▶ REQUEST:
Reproduce every item below line for line, without changing a single character.

▶ MATERIAL FOR THE TASK:
____

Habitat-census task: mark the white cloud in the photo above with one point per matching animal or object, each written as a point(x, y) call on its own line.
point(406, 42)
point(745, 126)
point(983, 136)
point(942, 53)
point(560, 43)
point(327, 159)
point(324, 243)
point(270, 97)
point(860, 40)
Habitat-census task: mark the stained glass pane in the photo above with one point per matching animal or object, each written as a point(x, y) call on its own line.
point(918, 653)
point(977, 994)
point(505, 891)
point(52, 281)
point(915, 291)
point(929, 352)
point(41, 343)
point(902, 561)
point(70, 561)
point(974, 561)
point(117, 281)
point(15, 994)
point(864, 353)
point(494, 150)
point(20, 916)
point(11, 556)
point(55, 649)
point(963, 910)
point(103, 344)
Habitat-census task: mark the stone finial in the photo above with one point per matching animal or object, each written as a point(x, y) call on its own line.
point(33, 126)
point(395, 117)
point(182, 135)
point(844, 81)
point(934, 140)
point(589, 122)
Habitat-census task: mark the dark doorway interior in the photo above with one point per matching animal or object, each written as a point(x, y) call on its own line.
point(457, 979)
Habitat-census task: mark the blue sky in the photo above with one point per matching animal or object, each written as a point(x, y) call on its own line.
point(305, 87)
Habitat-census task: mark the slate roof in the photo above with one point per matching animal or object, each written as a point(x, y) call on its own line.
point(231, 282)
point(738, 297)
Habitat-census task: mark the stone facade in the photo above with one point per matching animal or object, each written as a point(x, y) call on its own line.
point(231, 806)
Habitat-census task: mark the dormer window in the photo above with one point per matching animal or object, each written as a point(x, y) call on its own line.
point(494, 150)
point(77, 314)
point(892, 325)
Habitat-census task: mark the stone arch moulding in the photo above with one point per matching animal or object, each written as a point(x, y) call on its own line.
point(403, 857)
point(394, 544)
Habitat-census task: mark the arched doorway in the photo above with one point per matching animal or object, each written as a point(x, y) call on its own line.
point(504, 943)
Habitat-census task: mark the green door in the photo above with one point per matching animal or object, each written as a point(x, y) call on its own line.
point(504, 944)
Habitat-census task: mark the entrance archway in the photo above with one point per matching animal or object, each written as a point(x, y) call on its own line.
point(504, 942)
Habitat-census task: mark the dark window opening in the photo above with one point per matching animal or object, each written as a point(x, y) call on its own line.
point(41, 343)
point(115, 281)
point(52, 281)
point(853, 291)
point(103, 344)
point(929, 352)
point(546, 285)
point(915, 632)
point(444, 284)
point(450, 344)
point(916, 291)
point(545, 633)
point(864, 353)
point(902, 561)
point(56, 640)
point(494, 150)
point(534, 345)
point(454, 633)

____

▶ WRITTEN ANSWER:
Habitat-census task: mark the white cloud in the photo above with one point per matching animal or object, each written as a point(x, y) call on its own line.
point(406, 42)
point(745, 126)
point(983, 136)
point(942, 53)
point(560, 43)
point(327, 159)
point(324, 243)
point(270, 97)
point(860, 40)
Habitat-census task: mark the stained glass pane in the photo above with one point per matching animal or object, each written as a point(x, y) call on its own line.
point(918, 653)
point(977, 994)
point(505, 891)
point(52, 281)
point(915, 291)
point(929, 352)
point(41, 343)
point(902, 561)
point(70, 561)
point(974, 561)
point(117, 281)
point(15, 994)
point(864, 353)
point(494, 150)
point(20, 916)
point(11, 556)
point(55, 649)
point(963, 910)
point(103, 344)
Habitat-census task: mark the stone finial in the photo above with one point per matching animal or object, each written as a point(x, y) call on its own line.
point(33, 126)
point(395, 117)
point(182, 135)
point(844, 81)
point(934, 140)
point(589, 122)
Habitat-census task: mark the dark doorway interior in the photo above with one point per matching animal or object, each written as a point(x, y) call on its own line.
point(457, 979)
Habitat-census task: mark the blue sky in the photo above with one point per matching animal or object, each written as a point(x, y) call on its own line.
point(305, 87)
Habitat-census task: mark the slate roof in the photo above with one point per matching animal or object, each written as a point(x, y) call on its own line.
point(231, 282)
point(738, 297)
Habitat-census task: mark the stone facade in the photo above with one point per matching animal or object, each written as a point(x, y) call on its own line.
point(231, 806)
Habitat-census task: mark the dormer window in the photo above with one point per matching animal or object, each written as a point(x, y) call on its own line.
point(494, 150)
point(77, 314)
point(892, 325)
Habitat-census task: mark the stone arch moulding in the photo above with one point per matching animal or object, each written as a point(x, y) call on its own line.
point(403, 857)
point(394, 544)
Habitat-census task: mark the arched doorway in the photo above with one point per matching animal or object, each written as a point(x, y) call on its own line.
point(504, 943)
Habitat-census task: mark the green door in the photo above with one point per matching animal or object, each written as a point(x, y) call on its own line.
point(504, 944)
Habitat-census task: mark the entrance archway in the photo above with one point per matching animal or object, each written as a point(x, y) call on its own line.
point(504, 942)
Habitat-census task: mark the dark window opening in the photo above with one point per matching animal or object, each written as a point(x, y) call on its own line.
point(41, 343)
point(115, 281)
point(52, 281)
point(853, 291)
point(103, 344)
point(929, 352)
point(546, 285)
point(915, 632)
point(444, 284)
point(450, 344)
point(916, 291)
point(545, 633)
point(864, 353)
point(902, 561)
point(56, 640)
point(494, 150)
point(534, 345)
point(454, 633)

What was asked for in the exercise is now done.